------ PROVIDED ENTRIES ------
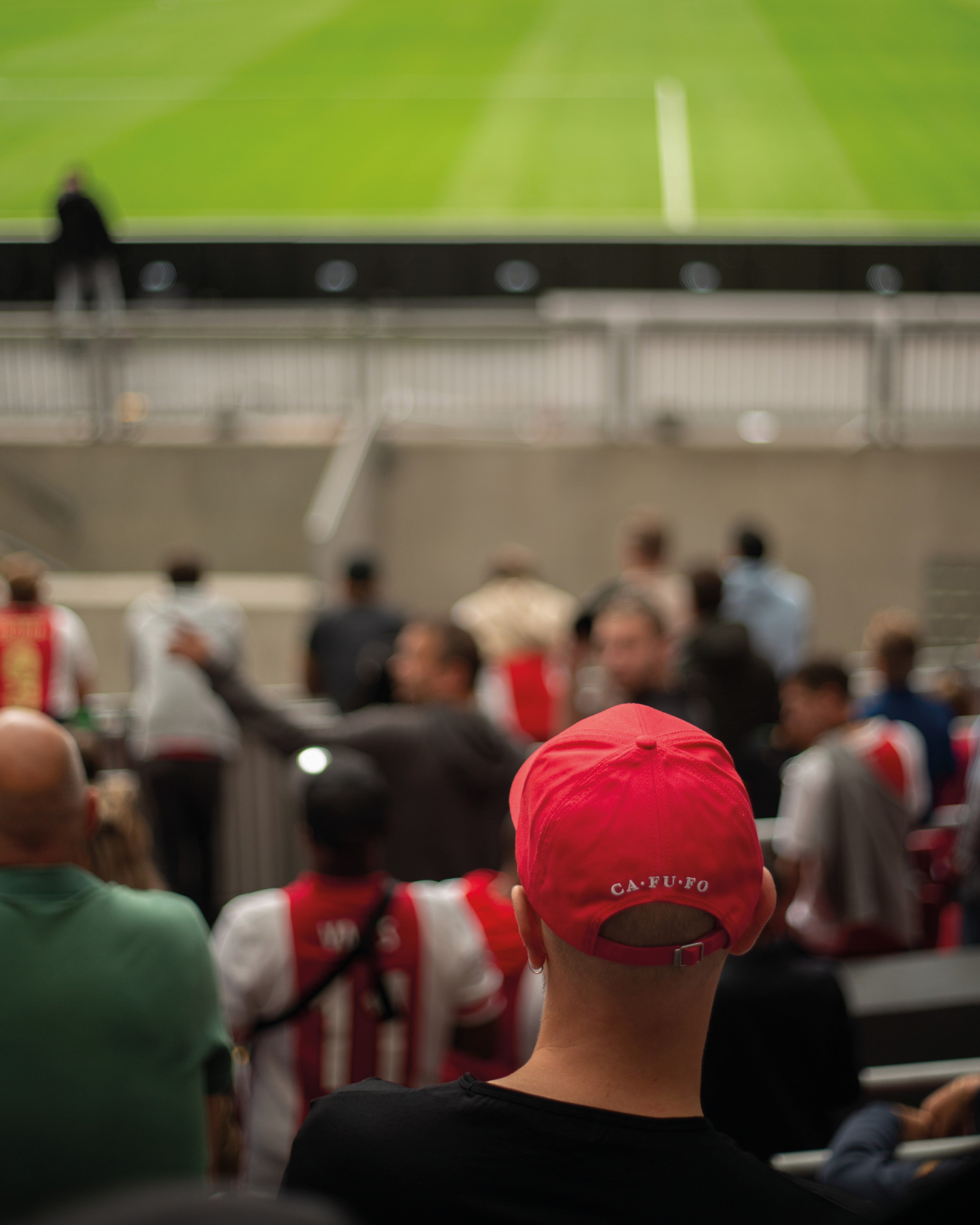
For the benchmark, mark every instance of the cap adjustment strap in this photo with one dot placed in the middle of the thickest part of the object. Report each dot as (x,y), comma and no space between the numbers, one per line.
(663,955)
------
------ PROVIDED ENTRIES ------
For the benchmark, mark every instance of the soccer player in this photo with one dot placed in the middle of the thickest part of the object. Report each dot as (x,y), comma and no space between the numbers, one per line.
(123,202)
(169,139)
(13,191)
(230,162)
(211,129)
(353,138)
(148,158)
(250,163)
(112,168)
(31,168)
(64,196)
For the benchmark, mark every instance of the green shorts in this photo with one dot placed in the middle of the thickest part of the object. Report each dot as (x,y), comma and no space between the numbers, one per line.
------
◆ SET TASK:
Rewrite the data between the lines holding "For the benchmark, mark every instance of the soccer" and "For the benchmark, mark every instance of the green", inclusive, substituting "widest" for "thickest" and leaving everything else as it is.

◆ TASK ANSWER:
For the benchmark, mark every instance of the soccer player in this photo with one dot placed in the middle of the widest part of the object. Report each dot as (x,y), comma and no space between the numbers, one per line.
(123,202)
(169,139)
(13,191)
(230,162)
(211,129)
(353,138)
(148,158)
(250,163)
(112,168)
(31,168)
(64,196)
For the benchmark, mark every instance of the green shorts in this photo with one dot placed in the middle of the widest part of the object. Report each dot as (x,y), comma and no space between the numbers, one per line.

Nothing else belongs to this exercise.